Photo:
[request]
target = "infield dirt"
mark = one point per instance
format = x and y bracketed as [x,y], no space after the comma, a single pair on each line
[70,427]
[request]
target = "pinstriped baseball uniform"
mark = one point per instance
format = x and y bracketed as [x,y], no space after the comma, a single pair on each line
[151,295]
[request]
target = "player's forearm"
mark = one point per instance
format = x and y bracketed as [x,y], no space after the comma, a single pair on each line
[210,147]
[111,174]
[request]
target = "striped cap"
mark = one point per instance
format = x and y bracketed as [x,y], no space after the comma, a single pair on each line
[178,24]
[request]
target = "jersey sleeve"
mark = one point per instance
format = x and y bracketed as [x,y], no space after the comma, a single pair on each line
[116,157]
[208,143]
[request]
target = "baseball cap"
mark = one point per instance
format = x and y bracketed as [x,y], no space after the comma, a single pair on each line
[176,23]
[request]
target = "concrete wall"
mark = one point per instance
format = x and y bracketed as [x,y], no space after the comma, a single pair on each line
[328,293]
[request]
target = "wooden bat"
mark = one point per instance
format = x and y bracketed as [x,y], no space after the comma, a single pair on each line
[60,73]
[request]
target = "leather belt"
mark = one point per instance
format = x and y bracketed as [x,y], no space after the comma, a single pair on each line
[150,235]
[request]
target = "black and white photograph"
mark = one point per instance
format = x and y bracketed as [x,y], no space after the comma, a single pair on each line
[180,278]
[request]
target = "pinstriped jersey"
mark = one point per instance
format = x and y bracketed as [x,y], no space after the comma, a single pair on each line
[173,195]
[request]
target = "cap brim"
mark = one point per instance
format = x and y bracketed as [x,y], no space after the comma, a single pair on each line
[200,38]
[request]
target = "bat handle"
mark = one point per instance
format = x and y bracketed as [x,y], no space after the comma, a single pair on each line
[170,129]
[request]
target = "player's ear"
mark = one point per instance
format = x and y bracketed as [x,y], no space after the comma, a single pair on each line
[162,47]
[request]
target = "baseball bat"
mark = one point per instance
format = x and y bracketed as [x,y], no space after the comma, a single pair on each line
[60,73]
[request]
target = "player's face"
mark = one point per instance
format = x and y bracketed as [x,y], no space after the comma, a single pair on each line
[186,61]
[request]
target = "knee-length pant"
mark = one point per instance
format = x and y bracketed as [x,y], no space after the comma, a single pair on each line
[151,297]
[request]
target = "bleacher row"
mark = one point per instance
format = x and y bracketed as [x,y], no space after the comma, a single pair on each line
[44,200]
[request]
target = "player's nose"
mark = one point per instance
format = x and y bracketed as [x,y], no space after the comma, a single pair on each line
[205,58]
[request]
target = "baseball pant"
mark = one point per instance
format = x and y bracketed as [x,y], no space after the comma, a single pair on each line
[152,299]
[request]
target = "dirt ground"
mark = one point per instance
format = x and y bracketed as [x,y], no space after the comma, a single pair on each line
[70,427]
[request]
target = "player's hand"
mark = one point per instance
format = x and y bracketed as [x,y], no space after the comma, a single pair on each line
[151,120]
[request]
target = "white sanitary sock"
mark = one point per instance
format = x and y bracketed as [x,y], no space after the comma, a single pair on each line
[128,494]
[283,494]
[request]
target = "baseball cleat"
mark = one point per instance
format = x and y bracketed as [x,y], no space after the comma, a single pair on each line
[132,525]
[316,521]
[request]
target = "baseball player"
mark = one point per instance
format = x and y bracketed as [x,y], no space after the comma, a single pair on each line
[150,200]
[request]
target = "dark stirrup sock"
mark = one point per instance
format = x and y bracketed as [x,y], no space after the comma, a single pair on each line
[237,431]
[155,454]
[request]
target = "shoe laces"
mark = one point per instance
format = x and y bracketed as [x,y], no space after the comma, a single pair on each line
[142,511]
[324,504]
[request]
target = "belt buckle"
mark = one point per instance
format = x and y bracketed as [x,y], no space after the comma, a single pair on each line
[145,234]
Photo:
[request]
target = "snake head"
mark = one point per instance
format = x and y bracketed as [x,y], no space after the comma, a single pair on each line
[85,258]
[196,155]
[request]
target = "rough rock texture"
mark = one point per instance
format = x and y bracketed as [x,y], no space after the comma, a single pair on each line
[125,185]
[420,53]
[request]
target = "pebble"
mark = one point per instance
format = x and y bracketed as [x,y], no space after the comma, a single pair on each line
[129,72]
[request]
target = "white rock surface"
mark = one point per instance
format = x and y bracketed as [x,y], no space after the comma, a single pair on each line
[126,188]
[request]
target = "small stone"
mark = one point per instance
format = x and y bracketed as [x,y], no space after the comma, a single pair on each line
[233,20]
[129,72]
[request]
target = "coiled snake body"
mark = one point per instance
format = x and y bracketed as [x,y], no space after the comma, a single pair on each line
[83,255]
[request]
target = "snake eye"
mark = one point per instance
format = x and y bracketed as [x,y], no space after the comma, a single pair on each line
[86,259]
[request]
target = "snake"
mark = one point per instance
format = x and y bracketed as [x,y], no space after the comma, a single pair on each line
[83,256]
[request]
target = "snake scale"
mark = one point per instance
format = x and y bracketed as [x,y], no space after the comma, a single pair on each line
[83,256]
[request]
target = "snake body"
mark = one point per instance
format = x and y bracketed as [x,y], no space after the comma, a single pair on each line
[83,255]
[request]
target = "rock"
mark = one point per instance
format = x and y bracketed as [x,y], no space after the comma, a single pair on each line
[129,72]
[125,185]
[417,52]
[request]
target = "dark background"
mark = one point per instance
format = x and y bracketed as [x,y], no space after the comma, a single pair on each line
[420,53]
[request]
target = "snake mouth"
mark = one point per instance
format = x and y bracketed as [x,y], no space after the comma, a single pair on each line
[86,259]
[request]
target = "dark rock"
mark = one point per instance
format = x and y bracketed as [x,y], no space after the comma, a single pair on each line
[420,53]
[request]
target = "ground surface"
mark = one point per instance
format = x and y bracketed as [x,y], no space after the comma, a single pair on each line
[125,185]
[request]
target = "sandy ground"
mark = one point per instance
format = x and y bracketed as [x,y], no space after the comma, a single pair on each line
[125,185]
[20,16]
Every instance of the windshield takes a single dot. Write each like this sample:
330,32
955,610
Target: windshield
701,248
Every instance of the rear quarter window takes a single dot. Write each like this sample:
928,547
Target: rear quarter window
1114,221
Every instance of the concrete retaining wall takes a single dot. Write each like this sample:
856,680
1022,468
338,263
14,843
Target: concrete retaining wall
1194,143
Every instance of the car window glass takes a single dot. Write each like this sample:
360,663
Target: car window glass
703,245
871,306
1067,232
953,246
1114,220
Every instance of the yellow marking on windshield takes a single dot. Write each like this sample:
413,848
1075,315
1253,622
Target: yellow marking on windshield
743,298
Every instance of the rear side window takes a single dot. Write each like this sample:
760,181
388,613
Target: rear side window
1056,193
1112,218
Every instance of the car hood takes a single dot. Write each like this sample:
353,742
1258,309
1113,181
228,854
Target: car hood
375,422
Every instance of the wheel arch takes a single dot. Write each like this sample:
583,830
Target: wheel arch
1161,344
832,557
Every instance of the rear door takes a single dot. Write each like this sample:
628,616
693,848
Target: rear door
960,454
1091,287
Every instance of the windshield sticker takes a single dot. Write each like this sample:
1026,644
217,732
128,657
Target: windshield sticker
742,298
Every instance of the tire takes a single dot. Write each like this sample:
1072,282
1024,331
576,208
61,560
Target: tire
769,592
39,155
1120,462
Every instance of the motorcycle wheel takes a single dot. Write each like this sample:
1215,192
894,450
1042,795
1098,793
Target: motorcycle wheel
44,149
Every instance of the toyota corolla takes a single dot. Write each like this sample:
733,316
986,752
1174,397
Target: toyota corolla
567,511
□ □ □ □
What you need to do:
Reproduce the data, keeping every line exactly the same.

Answer for the task:
Photo:
[request]
target = "infield dirt"
mark = one point per instance
format = x and y bracketed as [x,y], no space after the comma, a single pair on each line
[70,427]
[request]
target = "pinstriped baseball uniform"
mark = one point per instance
format = x and y bracketed as [x,y], no space after the comma, a single pair on each line
[151,295]
[request]
target = "player's forearm"
mark = one point per instance
format = x and y bracketed as [x,y], no space after the comma, a single pair on each line
[210,147]
[111,174]
[request]
target = "striped cap"
mark = one point per instance
format = x and y bracketed as [x,y], no space after the comma, a single pair on each line
[178,24]
[request]
target = "jersey sleeve"
mark = one point per instance
format = x and y bracketed as [x,y], no space after the comma, a single pair on each line
[116,157]
[208,143]
[request]
target = "baseball cap"
mark = one point per instance
format = x and y bracketed as [x,y], no space after the comma, a single pair on each line
[176,23]
[request]
target = "concrete wall"
mark = one point per instance
format = x and y bracketed as [x,y], no space after the comma, a single pair on each line
[328,293]
[request]
target = "wooden bat"
mark = one point per instance
format = x and y bracketed as [x,y], no space after the comma, a single pair on each line
[60,73]
[request]
target = "leather belt"
mark = one point per instance
format = x and y bracketed as [x,y], no space after the comma, a single pair on each line
[150,235]
[request]
target = "black and white photograph"
mark = one point per instance
format = x and y bracketed as [x,y], no space after the comma, a single pair on each line
[180,278]
[request]
target = "pinstriped jersey"
mark = one point per instance
format = x and y bracketed as [x,y], no space after the comma, a single pair on each line
[173,195]
[request]
target = "cap brim"
mark = one point per instance
format = x and y bracketed as [x,y], no space after the comma, a single pair on each line
[200,38]
[request]
target = "bat handle"
mark = one point per instance
format = x and y bracketed as [x,y], no space after the comma, a single pair on each line
[170,129]
[request]
target = "player's ear"
mark = one point per instance
format = x and y bracketed as [x,y], no space after the comma, a single pair on each line
[162,47]
[request]
target = "baseball bat"
mark = one point per instance
format = x and y bracketed as [x,y], no space after the comma, a single pair on each line
[60,73]
[request]
target = "player's face"
mark = one point per instance
format = x and y bracketed as [x,y], no space after the comma, a single pair on each line
[186,61]
[request]
target = "knee-length pant"
mark = one point per instance
format = x and y bracketed as [x,y], no space after the comma, a single pair on each line
[151,297]
[request]
target = "bleacher row"
mark = one point per instance
format = x and y bracketed as [x,y], no space after the comma, a single pair on each line
[44,200]
[request]
target = "player's nose"
mark = one point per instance
format = x and y bracketed as [x,y], no space after the comma, a single pair on each line
[205,58]
[request]
target = "baseball pant"
mark = one point per instance
format = x and y bracketed as [x,y], no space after the comma, a single pair on each line
[152,299]
[request]
target = "dirt ground"
mark = one point per instance
format = x and y bracketed as [x,y], no space after the comma, a single pair on each line
[70,427]
[request]
target = "player's hand"
mark = one point per instance
format = x and y bracketed as [x,y], no space after the comma, a single pair on each line
[151,120]
[request]
target = "white sanitary sock"
mark = one point per instance
format = x and y bracketed as [x,y], no space after the comma, a single pair on each line
[128,494]
[283,494]
[request]
target = "baseball cleat"
mark = one point per instance
format = x and y bracketed as [x,y], no space after the comma, a single pair on each line
[132,525]
[316,521]
[request]
target = "baseball player"
mark = one point per instance
format = x and y bracketed as [x,y], no space after the comma, a single pair on each line
[150,200]
[request]
target = "dark stirrup sock"
mark = one point per instance
format = x and y bracketed as [x,y], no space after the comma, a single pair on each line
[237,431]
[155,454]
[request]
target = "shoe laces"
mark = one point per instance
format = x and y bracketed as [x,y], no space after the comma, a single pair on each line
[142,511]
[324,504]
[request]
target = "belt buckle"
mark = one point per instance
format = x and y bracketed as [x,y], no space after the comma, a single pair on each line
[145,234]
Photo:
[request]
target = "snake head"
mark = one point per instance
format = x and y bracketed as [x,y], no space after the comma, a single pair on each line
[85,258]
[196,155]
[request]
target = "rough rock texture"
mark = one point per instance
format = x and y bracketed as [x,y], no space after the comma, a single pair on each line
[125,185]
[420,53]
[request]
target = "pebble"
mark = one point per instance
format = x and y bracketed as [x,y], no space after the comma, a single pair on each line
[129,72]
[request]
target = "white rock surface"
mark = one point per instance
format = x and y bracketed as [x,y], no space after the comma, a single pair on each line
[126,188]
[request]
target = "small stone"
mark = one point per instance
format = x and y bracketed as [x,y], no space after the comma, a single pair on each line
[233,20]
[129,72]
[request]
target = "coiled snake body"
mark = one point per instance
format = x and y bracketed as [x,y], no space after the comma, a single pair on each line
[83,255]
[request]
target = "snake eye"
mark = one point per instance
format = x and y bracketed as [x,y], no space after the comma, a single pair on each line
[86,259]
[request]
target = "snake"
mark = one point per instance
format = x and y bracketed as [x,y], no space after the comma, a single pair on each line
[83,256]
[request]
target = "snake scale"
mark = one point per instance
format = x and y bracketed as [x,y], no space after the comma, a single pair on each line
[83,256]
[request]
target = "snake body"
mark = one point per instance
format = x and y bracketed as [x,y], no space after the comma, a single pair on each line
[83,255]
[request]
target = "rock"
mark = one point per instance
format = x and y bracketed as [x,y], no space after the comma, a single pair on each line
[129,72]
[125,185]
[417,52]
[request]
target = "dark background"
mark = one point per instance
format = x and y bracketed as [x,y], no space after the comma, a single pair on each line
[420,53]
[request]
target = "snake mouth"
mark = one point per instance
format = x and y bracketed as [x,y], no space after the comma, a single pair on each line
[86,259]
[request]
target = "dark rock"
mark = one point per instance
format = x and y bracketed as [x,y], no space after the comma, a single pair on each line
[420,53]
[request]
target = "ground surface"
mark = one point per instance
format = x and y bracketed as [x,y], no space after the comma, a single pair on each line
[125,185]
[request]
target = "sandy ground"
mark = one point per instance
format = x and y bracketed as [x,y], no space after the comma, a single pair on each line
[125,185]
[20,16]
Every instance of the windshield takes a single dot. Write each like this sample:
330,32
955,610
Target: windshield
701,248
Every instance of the rear quarter window takes a single dot. Write each like this sample:
928,547
Target: rear quarter window
1114,221
Every instance of the concrete retaining wall takes a single dot. Write each like this sample:
856,680
1022,468
338,263
14,843
Target: concrete retaining wall
1194,143
Every instance of the car window glass takes a single dot. Write each like this sample:
360,663
Target: car window glass
703,245
871,306
1067,232
953,246
1114,220
Every instance of the yellow marking on windshield takes a single dot. Write each like this sample:
413,848
1075,315
1253,622
Target: yellow marking on windshield
743,298
Every instance of the rear side window takes a single dot. Write each like this sample:
760,181
388,613
Target: rear side window
1056,193
1112,218
Every instance of the car hood takes a single dot. Write each like this sample:
353,742
1258,309
1113,181
228,854
Target: car hood
375,422
Every instance of the wheel arch takes a single dot. Write each like this sample:
583,830
Target: wheel arch
1161,344
832,557
Every instance of the rear door takes a single dot. Write each like this sample:
628,616
693,848
Target: rear door
960,454
1091,287
Every instance of the windshield sticker takes a single dot. Write each like this sample:
1026,644
217,732
128,657
Target: windshield sticker
742,298
Every instance of the tire takes a single dot. Write each like this sample:
1072,282
1024,331
576,208
61,560
Target: tire
769,592
39,155
1120,462
Every instance of the motorcycle wheel takes a single dot. Write each like this sample:
1215,192
894,450
1042,795
1098,793
Target: motorcycle wheel
44,149
Every instance of the toyota corolla takes a single dot. Write each like this sample:
733,316
986,752
1174,397
Target: toyota corolla
567,511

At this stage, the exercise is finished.